> _What you will do_
Rewrite the passage on the brain and conscious experience, everything from "The brain is sufficient" down to "the severed limb).", changing each "limb" to "arm".

> _Given text_

The brain is necessary for conscious experience
At the grossest and most obvious level, Mr B notes that the only organ necessary for consciousness is the brain. Contrary to the Greeks' heart-based theory of mind, he knows people have literally lived without hearts, perfectly conscious, for months (article here). You can lose kidneys, arms, your stomach, etc, and while you may not be healthy or happy, you will still be conscious. Conversely, if you inactivate a brain with an anesthetic, the loss of consciousness will be quite dramatic.

The brain is sufficient for conscious experience
Take a powerful hallucinogen and entire new experiences are evoked endogenously. Something similar seems to happen while dreaming: a world is experienced that is largely independent of present sensory inputs. Amputees often feel that the removed limb is still present, moving around, making gestures, in the well-known 'phantom limb' phenomenon (this has been shown to not be due to irritation of the nerves at the end of the severed limb).

In all such cases, we experience a world that is not actually there. So the brain in effect constructs the experience. Some might like to say that the brain builds a 'representation' or 'simulation' or 'virtual reality model' of the world, and this is what we experience. Mr B may slip into such (often metaphorical) language, but for now he just means that experience is a neural construction, which is a more neutral way to put things (though note by saying it is a 'construction' he doesn't mean to imply it is a "mere construct" with no validity).

> _Data extract_

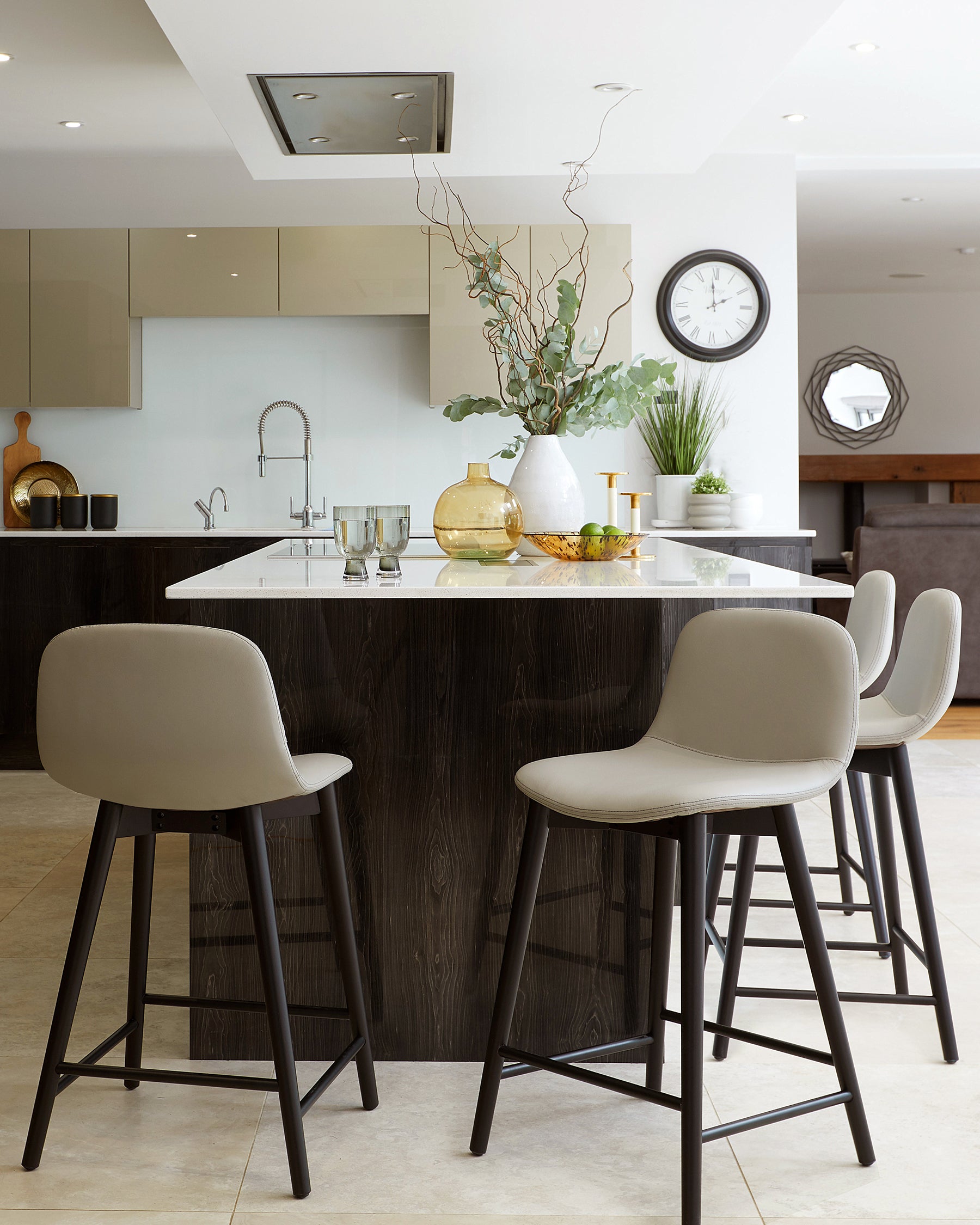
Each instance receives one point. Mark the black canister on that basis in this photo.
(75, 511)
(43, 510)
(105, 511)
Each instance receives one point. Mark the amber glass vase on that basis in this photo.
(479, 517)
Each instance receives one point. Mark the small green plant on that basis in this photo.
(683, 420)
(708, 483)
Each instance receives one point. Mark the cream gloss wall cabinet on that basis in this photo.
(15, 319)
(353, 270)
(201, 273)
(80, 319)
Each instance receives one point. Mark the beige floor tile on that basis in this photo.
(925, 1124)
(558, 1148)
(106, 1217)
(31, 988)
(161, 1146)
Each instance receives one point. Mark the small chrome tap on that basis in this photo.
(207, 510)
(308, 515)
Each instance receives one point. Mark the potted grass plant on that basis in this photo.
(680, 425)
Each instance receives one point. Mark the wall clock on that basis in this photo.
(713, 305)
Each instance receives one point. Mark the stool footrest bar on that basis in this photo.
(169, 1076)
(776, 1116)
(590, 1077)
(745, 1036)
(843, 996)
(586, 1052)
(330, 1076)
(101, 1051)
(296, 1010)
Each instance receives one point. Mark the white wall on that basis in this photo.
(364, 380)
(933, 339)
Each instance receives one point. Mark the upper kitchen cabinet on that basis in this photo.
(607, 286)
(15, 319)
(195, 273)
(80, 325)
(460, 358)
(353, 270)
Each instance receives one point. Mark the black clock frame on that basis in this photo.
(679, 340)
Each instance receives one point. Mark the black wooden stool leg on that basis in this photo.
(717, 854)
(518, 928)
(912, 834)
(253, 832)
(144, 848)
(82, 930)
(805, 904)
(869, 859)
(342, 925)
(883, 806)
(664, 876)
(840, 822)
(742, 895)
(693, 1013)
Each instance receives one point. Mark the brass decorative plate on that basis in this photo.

> _Result_
The brain is sufficient for conscious experience
Take a powerful hallucinogen and entire new experiences are evoked endogenously. Something similar seems to happen while dreaming: a world is experienced that is largely independent of present sensory inputs. Amputees often feel that the removed arm is still present, moving around, making gestures, in the well-known 'phantom arm' phenomenon (this has been shown to not be due to irritation of the nerves at the end of the severed arm).